Object pointing dataset records |
···

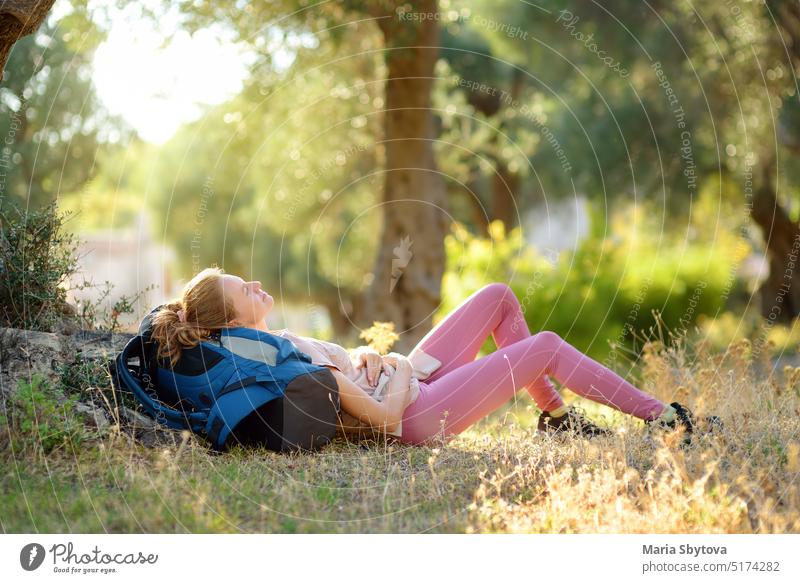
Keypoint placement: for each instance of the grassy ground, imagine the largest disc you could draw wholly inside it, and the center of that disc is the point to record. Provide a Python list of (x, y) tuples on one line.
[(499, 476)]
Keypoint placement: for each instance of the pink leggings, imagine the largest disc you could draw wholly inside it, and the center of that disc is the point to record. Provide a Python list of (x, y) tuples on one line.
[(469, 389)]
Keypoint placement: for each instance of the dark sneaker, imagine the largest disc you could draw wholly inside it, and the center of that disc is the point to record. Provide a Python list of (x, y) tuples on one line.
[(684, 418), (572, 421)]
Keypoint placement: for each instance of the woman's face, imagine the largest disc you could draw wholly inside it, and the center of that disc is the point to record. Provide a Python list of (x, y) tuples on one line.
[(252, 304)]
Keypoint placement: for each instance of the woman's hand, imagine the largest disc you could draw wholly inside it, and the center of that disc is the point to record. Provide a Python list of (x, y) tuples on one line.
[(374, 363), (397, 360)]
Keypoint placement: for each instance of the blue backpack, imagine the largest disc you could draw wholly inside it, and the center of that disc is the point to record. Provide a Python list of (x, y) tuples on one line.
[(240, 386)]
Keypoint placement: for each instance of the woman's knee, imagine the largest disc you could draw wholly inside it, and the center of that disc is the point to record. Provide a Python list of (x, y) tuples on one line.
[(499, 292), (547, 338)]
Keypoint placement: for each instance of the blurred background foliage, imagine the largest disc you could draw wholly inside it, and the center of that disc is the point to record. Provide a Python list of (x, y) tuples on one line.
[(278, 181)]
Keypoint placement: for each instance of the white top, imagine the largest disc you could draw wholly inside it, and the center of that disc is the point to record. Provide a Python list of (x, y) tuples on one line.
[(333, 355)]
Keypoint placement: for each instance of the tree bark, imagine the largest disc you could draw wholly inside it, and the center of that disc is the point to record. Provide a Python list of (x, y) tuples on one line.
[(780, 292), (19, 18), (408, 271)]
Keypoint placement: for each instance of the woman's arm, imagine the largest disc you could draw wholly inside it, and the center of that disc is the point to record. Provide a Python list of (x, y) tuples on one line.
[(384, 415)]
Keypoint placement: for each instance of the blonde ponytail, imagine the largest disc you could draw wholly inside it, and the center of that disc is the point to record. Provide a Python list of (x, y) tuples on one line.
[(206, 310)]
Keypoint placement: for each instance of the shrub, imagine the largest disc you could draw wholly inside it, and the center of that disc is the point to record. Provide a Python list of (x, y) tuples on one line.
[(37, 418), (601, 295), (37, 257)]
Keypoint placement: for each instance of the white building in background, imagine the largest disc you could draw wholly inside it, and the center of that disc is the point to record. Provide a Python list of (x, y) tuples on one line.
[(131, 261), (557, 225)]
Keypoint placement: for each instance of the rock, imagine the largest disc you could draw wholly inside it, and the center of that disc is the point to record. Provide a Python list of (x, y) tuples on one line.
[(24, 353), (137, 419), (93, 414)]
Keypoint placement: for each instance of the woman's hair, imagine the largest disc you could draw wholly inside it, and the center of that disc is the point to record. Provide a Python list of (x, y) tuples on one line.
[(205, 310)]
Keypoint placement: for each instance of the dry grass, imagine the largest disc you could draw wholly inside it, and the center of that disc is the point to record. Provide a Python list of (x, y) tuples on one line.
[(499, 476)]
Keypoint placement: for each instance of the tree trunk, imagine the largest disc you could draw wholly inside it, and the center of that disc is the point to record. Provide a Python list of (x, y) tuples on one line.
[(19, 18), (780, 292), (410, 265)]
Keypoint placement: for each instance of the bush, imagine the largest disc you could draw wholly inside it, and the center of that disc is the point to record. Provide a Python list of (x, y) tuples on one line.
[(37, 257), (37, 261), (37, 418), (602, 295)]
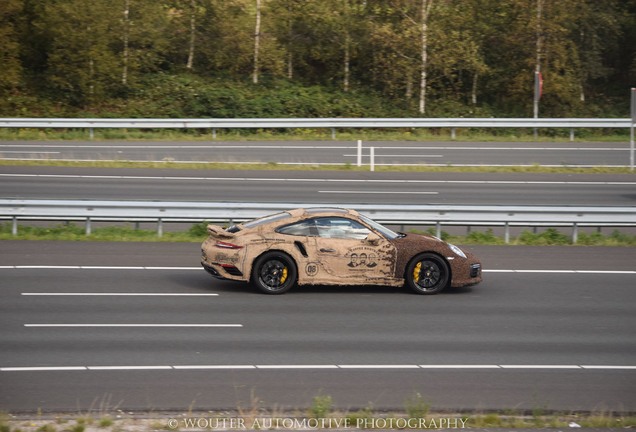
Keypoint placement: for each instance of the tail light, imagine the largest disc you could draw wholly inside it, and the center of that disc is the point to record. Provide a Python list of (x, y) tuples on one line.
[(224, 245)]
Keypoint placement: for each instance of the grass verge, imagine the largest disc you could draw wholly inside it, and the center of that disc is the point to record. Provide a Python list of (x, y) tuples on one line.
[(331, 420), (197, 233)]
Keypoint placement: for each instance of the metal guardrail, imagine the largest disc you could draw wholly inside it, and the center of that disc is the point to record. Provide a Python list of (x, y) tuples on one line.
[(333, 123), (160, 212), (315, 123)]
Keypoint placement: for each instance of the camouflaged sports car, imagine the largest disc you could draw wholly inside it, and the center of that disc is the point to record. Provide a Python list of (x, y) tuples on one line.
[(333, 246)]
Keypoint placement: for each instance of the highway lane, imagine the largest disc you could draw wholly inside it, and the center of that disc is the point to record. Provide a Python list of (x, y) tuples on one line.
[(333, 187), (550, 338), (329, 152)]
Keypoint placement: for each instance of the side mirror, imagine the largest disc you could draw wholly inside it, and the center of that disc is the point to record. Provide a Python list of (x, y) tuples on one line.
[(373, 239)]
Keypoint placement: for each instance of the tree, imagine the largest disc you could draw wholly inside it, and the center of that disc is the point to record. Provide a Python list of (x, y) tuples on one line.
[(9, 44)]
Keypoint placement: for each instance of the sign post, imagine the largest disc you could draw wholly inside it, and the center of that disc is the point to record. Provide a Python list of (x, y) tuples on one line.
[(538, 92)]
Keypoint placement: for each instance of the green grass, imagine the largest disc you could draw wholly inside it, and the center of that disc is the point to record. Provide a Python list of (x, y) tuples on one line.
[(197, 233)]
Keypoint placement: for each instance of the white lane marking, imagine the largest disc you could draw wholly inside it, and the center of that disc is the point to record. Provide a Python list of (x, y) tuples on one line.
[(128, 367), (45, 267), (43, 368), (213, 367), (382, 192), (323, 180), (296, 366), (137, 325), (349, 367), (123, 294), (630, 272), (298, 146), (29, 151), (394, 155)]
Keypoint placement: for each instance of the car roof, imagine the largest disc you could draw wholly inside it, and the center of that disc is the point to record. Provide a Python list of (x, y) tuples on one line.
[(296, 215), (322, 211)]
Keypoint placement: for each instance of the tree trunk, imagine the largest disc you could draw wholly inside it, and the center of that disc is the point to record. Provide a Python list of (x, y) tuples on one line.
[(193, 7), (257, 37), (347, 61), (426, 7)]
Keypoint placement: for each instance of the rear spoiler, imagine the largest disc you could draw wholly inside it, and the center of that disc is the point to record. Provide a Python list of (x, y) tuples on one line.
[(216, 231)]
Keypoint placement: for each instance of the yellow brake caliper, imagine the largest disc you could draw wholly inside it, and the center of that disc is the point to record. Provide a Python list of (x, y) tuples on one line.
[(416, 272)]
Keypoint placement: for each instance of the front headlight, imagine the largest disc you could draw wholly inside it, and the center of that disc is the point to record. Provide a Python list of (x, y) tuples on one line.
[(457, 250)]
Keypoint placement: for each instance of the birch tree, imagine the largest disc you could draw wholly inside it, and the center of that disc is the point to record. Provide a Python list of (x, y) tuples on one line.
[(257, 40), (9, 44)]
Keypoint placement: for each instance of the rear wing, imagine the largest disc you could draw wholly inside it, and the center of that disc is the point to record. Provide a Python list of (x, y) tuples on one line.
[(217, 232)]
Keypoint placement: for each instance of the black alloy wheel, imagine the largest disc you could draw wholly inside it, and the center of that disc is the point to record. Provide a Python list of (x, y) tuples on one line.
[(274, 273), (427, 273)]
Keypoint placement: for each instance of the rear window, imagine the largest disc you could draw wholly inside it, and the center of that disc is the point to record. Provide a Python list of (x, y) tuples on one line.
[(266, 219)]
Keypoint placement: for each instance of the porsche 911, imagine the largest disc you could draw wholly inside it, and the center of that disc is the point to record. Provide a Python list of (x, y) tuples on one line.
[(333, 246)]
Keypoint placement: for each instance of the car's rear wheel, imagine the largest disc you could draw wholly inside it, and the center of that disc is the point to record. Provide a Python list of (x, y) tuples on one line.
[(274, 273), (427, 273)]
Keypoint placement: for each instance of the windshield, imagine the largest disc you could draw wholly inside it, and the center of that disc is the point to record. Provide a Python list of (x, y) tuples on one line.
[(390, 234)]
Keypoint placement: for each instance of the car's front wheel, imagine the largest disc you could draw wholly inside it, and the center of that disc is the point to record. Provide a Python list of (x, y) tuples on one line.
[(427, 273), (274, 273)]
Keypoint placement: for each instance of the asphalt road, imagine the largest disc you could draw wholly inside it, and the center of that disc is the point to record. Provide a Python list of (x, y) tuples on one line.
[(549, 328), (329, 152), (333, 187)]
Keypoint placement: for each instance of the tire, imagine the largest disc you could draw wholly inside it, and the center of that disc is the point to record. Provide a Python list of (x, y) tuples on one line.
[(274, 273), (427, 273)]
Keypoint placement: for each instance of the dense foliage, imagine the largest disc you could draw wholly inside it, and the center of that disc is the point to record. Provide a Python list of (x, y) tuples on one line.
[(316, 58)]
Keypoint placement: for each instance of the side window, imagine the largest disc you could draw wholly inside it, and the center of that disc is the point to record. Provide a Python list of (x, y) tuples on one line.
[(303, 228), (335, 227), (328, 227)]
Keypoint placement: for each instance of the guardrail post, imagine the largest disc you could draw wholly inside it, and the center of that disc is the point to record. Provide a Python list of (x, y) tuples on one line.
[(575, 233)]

···

Written request | Rewrite every line from the line with "Keypoint placement: for each instance of the tree bark, imagine" up to and including the line with "[(206, 310)]", shifting each coordinate in the answers up by 41 and leaving everything else unchanged.

Written solution |
Keypoint placement: for each instance of the tree bark, imagine the largest disc you could draw wholly inside it, and the center of that disc is the point to record. Provide a Python list of (x, y) tuples on one line.
[(821, 333), (60, 59), (449, 312)]
Keypoint placement: for each instance of the woman's arm, imagine the largest disc you could draw wholly inside it, and the center of that disc is the point to record. Provide a Python list of (x, y) tuples on one line.
[(425, 456)]
Keypoint placement: for each instance of the blonde ponytail, imagine the largest disc you could draw wholly inside it, and the center of that disc is the point to record. Provide a Python list of (x, y) tuples on one line.
[(247, 351)]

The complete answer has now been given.